◆ WHAT IS NEEDED: Tally the lines of the listing below that contain the string "target", with uppercase and lowercase treated as different. Reply with the number alone.

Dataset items
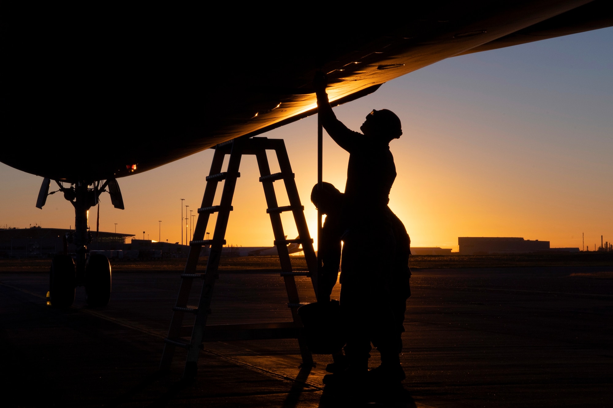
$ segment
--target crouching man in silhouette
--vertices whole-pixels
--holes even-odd
[[[400,120],[391,111],[373,110],[360,127],[363,134],[351,130],[337,119],[330,106],[326,77],[316,75],[313,85],[322,124],[349,153],[338,221],[343,241],[340,303],[348,334],[345,350],[348,367],[343,376],[365,376],[372,341],[381,354],[381,366],[373,372],[390,380],[402,380],[405,374],[398,356],[400,336],[391,301],[396,290],[395,216],[390,216],[387,208],[396,178],[389,142],[402,135]],[[324,239],[322,243],[329,245],[335,240]]]
[[[344,239],[346,230],[343,214],[344,200],[345,194],[328,183],[324,183],[321,190],[316,184],[311,193],[311,201],[326,215],[319,246],[322,271],[319,290],[320,299],[322,300],[329,300],[338,276],[341,241]],[[387,383],[397,382],[405,378],[399,354],[402,351],[402,334],[405,331],[403,323],[406,299],[411,296],[409,284],[411,271],[408,267],[411,240],[402,222],[387,206],[385,216],[391,225],[395,243],[392,259],[389,263],[391,268],[389,282],[387,287],[383,289],[386,297],[383,298],[376,293],[363,293],[367,297],[369,295],[374,297],[377,302],[372,304],[368,298],[365,298],[356,304],[351,301],[353,296],[351,289],[352,288],[348,290],[345,290],[345,286],[341,286],[341,307],[345,323],[348,323],[346,330],[350,333],[348,346],[345,347],[346,356],[342,355],[341,353],[335,355],[333,356],[334,363],[326,368],[327,371],[337,374],[338,376],[335,376],[337,382],[360,379],[367,374],[371,342],[381,353],[381,365],[371,370],[368,373],[368,377]],[[347,256],[343,252],[343,259],[346,259]],[[340,282],[341,285],[345,285],[347,273],[345,268],[343,271]],[[375,276],[368,278],[377,278]],[[348,303],[348,294],[349,297]],[[364,315],[361,318],[356,316],[358,319],[355,319],[354,314],[360,310]],[[377,323],[379,319],[382,319],[381,324]],[[356,330],[349,327],[349,324],[357,325],[361,328]],[[324,381],[326,383],[332,383],[335,380],[327,376]]]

◆ COMPLETE ANSWER: 1